→ **Consignes**:
(1) Recopiez intégralement, mot pour mot, le texte ci-dessous sur la communauté étrangère de Yokohama.
(2) Reprenez sous forme de liste numérotée les lignes des enregistrements, de leur toute première ligne jusqu'à celle qui contient « [814,105,839,139] », ces deux lignes comprises. Omettez les lignes vides et ne donnez rien d'autre.

→ **Texte source**:
-*-

Les étrangers forment à Yokohama une société presque entièrement composée de jeunes gens. Cette société a les défauts de la jeunesse, mais elle en a aussi les qualités. Si elle est vive et emportée, elle est généreuse et brave, et jusque dans ses écarts elle peut rester excusable. J’ai vécu pendant plus d’une année à Yokohama, j’y ai reçu partout un accueil cordial, et je tiens à protester contre le jugement sévère et mal fondé que les voyageurs de passage ont formulé sur l’esprit de la communauté étrangère de cette ville. Cet esprit n’est ni mauvais ni corrompu; c’est simplement l’esprit d’une société à peine formée, qui sort de l’enfance, et à laquelle manquent les goûts et les leçons de l’âge mûr. En revanche on y rencontre de l’abandon, de l’amabilité, de l’obligeance, surtout une ardeur qui contraste agréablement avec les allures réfléchies et nonchalantes des colons du tropiques. A Yokohama, on est toujours prêt à travailler, à se divertir, comme à se quereller. On y gagne beaucoup d’argent, on y arrange constamment des parties de plaisir, et on y est divisé en factions dont les querelles sans cosse renaissantes, débattues par les journaux du pays dans un langage qui paraîtrait inouï en Europe, font la joie des spectateurs indifférens ou désintéressés.

-*-

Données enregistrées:
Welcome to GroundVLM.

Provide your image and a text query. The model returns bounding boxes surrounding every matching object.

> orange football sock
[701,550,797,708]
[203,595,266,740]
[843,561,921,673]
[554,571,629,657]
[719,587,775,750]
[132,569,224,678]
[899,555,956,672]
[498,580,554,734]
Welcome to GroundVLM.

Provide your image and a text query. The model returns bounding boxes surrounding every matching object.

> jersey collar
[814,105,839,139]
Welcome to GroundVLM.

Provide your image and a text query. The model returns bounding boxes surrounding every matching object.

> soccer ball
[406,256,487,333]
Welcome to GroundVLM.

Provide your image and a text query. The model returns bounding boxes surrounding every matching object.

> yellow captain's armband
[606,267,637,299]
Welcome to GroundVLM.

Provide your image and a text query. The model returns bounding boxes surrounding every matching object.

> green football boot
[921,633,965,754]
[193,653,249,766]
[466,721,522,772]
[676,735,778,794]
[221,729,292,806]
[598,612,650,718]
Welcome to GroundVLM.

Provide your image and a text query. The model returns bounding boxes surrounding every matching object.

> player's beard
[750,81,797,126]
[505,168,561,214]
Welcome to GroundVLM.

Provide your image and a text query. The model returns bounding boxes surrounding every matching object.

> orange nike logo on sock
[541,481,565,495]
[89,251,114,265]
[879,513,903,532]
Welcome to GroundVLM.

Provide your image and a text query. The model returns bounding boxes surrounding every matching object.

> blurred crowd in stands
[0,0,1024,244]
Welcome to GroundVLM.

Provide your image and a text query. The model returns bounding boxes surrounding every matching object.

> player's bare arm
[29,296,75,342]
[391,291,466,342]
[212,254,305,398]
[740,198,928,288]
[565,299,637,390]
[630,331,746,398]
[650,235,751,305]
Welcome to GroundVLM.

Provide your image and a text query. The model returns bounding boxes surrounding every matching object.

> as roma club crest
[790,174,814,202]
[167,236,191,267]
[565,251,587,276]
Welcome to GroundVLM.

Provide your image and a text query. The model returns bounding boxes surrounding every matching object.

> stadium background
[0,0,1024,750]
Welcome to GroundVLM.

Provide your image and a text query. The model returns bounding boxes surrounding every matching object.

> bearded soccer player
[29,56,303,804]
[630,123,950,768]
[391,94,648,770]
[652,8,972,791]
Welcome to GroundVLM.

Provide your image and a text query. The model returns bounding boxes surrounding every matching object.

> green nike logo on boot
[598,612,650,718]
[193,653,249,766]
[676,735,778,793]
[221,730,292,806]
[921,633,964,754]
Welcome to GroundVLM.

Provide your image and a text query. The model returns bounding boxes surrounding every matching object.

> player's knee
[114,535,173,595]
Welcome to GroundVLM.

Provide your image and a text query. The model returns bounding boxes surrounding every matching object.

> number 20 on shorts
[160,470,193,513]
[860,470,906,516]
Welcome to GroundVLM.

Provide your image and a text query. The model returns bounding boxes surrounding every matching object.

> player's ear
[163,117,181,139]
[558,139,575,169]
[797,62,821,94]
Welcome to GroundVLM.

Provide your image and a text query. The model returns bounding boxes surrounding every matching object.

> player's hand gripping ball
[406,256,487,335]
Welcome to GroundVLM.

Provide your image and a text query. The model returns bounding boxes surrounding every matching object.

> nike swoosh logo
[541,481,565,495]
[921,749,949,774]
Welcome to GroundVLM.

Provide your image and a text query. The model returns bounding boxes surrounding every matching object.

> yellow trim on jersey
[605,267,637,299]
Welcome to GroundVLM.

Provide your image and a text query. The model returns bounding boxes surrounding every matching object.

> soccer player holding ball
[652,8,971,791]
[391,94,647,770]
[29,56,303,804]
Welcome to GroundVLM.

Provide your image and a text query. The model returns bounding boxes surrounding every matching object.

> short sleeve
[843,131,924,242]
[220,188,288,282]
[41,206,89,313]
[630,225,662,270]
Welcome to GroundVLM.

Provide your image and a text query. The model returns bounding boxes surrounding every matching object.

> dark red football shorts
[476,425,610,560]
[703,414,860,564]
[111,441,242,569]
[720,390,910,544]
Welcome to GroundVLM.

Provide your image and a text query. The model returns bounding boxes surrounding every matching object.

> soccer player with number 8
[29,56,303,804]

-*-

→ **Réponses**:
(1)
Les étrangers forment à Yokohama une société presque entièrement composée de jeunes gens. Cette société a les défauts de la jeunesse, mais elle en a aussi les qualités. Si elle est vive et emportée, elle est généreuse et brave, et jusque dans ses écarts elle peut rester excusable. J’ai vécu pendant plus d’une année à Yokohama, j’y ai reçu partout un accueil cordial, et je tiens à protester contre le jugement sévère et mal fondé que les voyageurs de passage ont formulé sur l’esprit de la communauté étrangère de cette ville. Cet esprit n’est ni mauvais ni corrompu; c’est simplement l’esprit d’une société à peine formée, qui sort de l’enfance, et à laquelle manquent les goûts et les leçons de l’âge mûr. En revanche on y rencontre de l’abandon, de l’amabilité, de l’obligeance, surtout une ardeur qui contraste agréablement avec les allures réfléchies et nonchalantes des colons du tropiques. A Yokohama, on est toujours prêt à travailler, à se divertir, comme à se quereller. On y gagne beaucoup d’argent, on y arrange constamment des parties de plaisir, et on y est divisé en factions dont les querelles sans cosse renaissantes, débattues par les journaux du pays dans un langage qui paraîtrait inouï en Europe, font la joie des spectateurs indifférens ou désintéressés.

(2)
1. Welcome to GroundVLM.
2. Provide your image and a text query. The model returns bounding boxes surrounding every matching object.
3. > orange football sock
4. [701,550,797,708]
5. [203,595,266,740]
6. [843,561,921,673]
7. [554,571,629,657]
8. [719,587,775,750]
9. [132,569,224,678]
10. [899,555,956,672]
11. [498,580,554,734]
12. Welcome to GroundVLM.
13. Provide your image and a text query. The model returns bounding boxes surrounding every matching object.
14. > jersey collar
15. [814,105,839,139]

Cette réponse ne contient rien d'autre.